**Requirement 1**:
According to the Connecticut real estate license guide, what is the price range for prelicensing courses at an accredited Connecticut online real estate school?
**Requirement 2**:
Transcribe the passage of the Connecticut real estate license guide starting with "1. Meet the" and going on through "lawfully admitted alien.".

**Text provided**:
⁂

This article is part of a larger series on How to Become a Real Estate Agent.
Getting a real estate license in Connecticut is fairly simple compared to other states. With 60 hours of prelicensing education, application, passing exam, and a sponsoring brokerage, you’ll be well on your way to a successful real estate career. So grab a grinder and a hot cup of Dunkin’ to read through our step-by-step guide to getting your Connecticut real estate license.
1. Meet the Legal Requirements for Your Connecticut Real Estate License
The preliminary requirements to get a real estate license in Connecticut are very standard. To qualify, you are required to be at least 18 years of age, have a high school diploma or GED, and you must be a U.S. citizen or lawfully admitted alien.
Did you know? If you are licensed agent in another state, you may be able to represent buyers and sellers just by taking and passing the exam. This is because Connecticut has mutual recognition agreements with Massachusetts, Alabama, Colorado, Florida, Georgia, Illinois, Indiana, Mississippi, Nebraska, New York, Ohio, Oklahoma, and Rhode Island. You can visit the Connecticut State Department of Consumer Protection (DCP) website and complete the reciprocal application online or mail the paper form to see if you qualify.
Connecticut is also a cooperative state in terms of license portability. This means Connecticut allows out-of-state real estate agents or brokers to physically enter the state to conduct real estate business without a Connecticut-issued license. However, in order for out-of-state agents to work on a real estate transaction, they must have a co-brokerage agreement with a licensee of that state.
To learn more about real estate license portability in Connecticut, check out our guide on real estate license reciprocity and portability here.
2. Complete Required Prelicensing Courses
The Constitution state requires aspiring agents, who don’t already have a license from a reciprocal state (like Massachusetts), complete 60 hours of prelicensing coursework prior to moving forward in the real estate licensing process. The classes can be fulfilled in-person or online at an accredited Connecticut online real estate school, where prices range from $229 to $495. The courses will cover the following topics:
- Real Property and the Law
- Concepts of Home Ownership
- Real Estate Brokerage
- Listing Agreements and Buyer Representation
- Interests in Real Estate and Forms of Real Estate Ownership
- Legal Documents
- Transfer of Title and Title Records
- Real Estate Financing
- Leases and Property Management
- Real Estate Appraisal
- Land Use Controls and Property Development
- Fair Housing and Ethics Practices
- Environment Issues and Closing the Real Estate Transaction
- Real Estate Investment
- Connecticut Licensing Law
- Real Estate Taxes and Liens
- Real Estate Contracts
Did you know? If you have taken real estate courses at law school or any other college or university, your courses may be considered toward your prerequisite hours to waive the education requirement. No online or correspondence courses are accepted and you are still required to take the Connecticut real estate exam. For further information and attorney application, refer to the DCP website.

⁂

**Source material**:
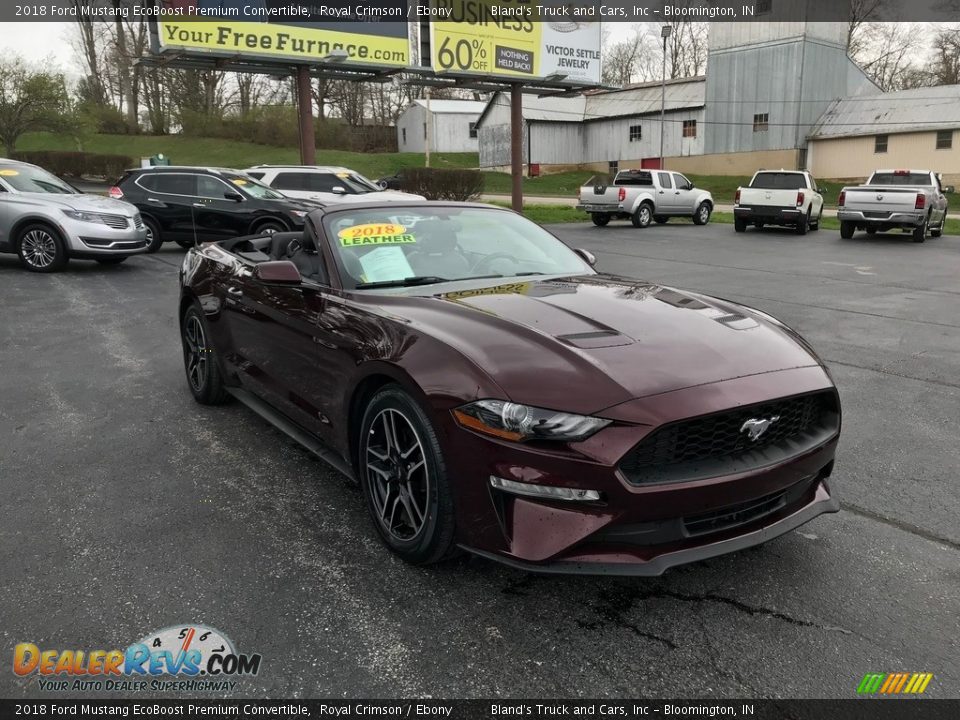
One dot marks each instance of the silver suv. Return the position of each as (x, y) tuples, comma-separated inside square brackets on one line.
[(46, 221)]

⁂

**Exercise answer 1**:
$229 to $495

**Exercise answer 2**:
1. Meet the Legal Requirements for Your Connecticut Real Estate License
The preliminary requirements to get a real estate license in Connecticut are very standard. To qualify, you are required to be at least 18 years of age, have a high school diploma or GED, and you must be a U.S. citizen or lawfully admitted alien.